The Cabin in the Woods
Charmingly, like a throwback to the pre-Twitter age, here’s a horror film that’s been made with no reasonable way to discuss it beforehand. (You know the boat sinks in Titanic, but these surprise-laden plot twists are another matter entirely.) We’ll do what we can: a fairly generic group of collegians – including shy, thoughtful Dana (Kristen Connolly), hunky Curt (Thor’s Chris Hemsworth) and perpetually stoned Marty (Fran Kranz) – head out to a rural retreat for the usual naughtiness. Meanwhile, and this is all the info we learn at the start, a severe-looking group of lab technicians (including one recent Oscar nominee) get busy behind a NASA lab’s worth of consoles.

____________________

WRITTEN PROBLEM 1 ▸ Reproduce the film review's text word for word, from "The Cabin in" up to and including "worth of consoles.".
WRITTEN PROBLEM 2 ▸ Write the next part of the review of The Cabin in the Woods, picking up after its final sentence.

____________________

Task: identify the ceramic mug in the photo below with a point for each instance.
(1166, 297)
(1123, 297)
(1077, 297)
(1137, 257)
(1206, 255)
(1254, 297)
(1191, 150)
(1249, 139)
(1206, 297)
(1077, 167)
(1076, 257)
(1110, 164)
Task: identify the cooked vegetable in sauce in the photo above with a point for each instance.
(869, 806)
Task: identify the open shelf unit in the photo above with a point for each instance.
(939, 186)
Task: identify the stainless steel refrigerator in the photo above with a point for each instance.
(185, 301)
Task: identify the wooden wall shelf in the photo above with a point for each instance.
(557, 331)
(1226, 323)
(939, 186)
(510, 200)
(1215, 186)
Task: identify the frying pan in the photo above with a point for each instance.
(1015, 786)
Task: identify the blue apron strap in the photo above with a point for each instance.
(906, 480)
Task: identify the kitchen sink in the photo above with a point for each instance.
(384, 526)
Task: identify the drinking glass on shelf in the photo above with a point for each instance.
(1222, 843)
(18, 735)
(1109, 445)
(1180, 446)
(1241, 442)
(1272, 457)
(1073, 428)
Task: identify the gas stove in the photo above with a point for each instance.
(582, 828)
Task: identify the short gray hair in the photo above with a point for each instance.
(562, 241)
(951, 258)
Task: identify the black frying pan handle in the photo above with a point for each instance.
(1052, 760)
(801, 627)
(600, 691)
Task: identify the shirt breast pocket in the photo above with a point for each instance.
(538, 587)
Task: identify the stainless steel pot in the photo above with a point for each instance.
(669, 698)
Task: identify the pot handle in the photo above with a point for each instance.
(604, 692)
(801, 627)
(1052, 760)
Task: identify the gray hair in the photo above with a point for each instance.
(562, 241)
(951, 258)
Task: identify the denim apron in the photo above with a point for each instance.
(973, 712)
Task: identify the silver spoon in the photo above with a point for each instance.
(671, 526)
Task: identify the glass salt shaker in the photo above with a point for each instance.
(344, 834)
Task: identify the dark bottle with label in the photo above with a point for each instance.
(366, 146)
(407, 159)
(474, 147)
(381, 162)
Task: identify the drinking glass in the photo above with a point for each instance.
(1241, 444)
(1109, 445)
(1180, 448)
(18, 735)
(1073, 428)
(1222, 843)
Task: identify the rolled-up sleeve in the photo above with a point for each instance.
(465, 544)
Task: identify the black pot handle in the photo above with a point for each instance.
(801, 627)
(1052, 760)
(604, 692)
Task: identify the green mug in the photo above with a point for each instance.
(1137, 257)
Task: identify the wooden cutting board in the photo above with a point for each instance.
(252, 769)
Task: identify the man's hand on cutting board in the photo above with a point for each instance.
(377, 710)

____________________

EXERCISE RESULT 1 ▸
The Cabin in the Woods
Charmingly, like a throwback to the pre-Twitter age, here’s a horror film that’s been made with no reasonable way to discuss it beforehand. (You know the boat sinks in Titanic, but these surprise-laden plot twists are another matter entirely.) We’ll do what we can: a fairly generic group of collegians – including shy, thoughtful Dana (Kristen Connolly), hunky Curt (Thor’s Chris Hemsworth) and perpetually stoned Marty (Fran Kranz) – head out to a rural retreat for the usual naughtiness. Meanwhile, and this is all the info we learn at the start, a severe-looking group of lab technicians (including one recent Oscar nominee) get busy behind a NASA lab’s worth of consoles.

EXERCISE RESULT 2 ▸
And that’s about it, folks. Co-scripted by Buffy’s clever cat Joss Whedon, The Cabin in the Woods may offer a gauntlet to critics, but it works thrillingly for audiences, especially the pointy-headed kind who have been trained to predict the outcomes of every week’s slasher. Maybe that’s all that matters. Still, there’s a danger in overselling (through obliqueness) what is essentially a pendulum swing back to the sarcastic vein of Scream, and away from the past decade’s explicit – and perhaps more socially revealing – torture porn. That will be a relief for many, yet Drew Goddard’s directorial debut has its weaknesses, including an aggressive smarty-pants vibe that sometimes gets in the way of the scares. The trade-off is a movie that’s akin to looking under the hood of a Stephen King novel: it’s a joy for mechanics. And aren’t we all those, these days?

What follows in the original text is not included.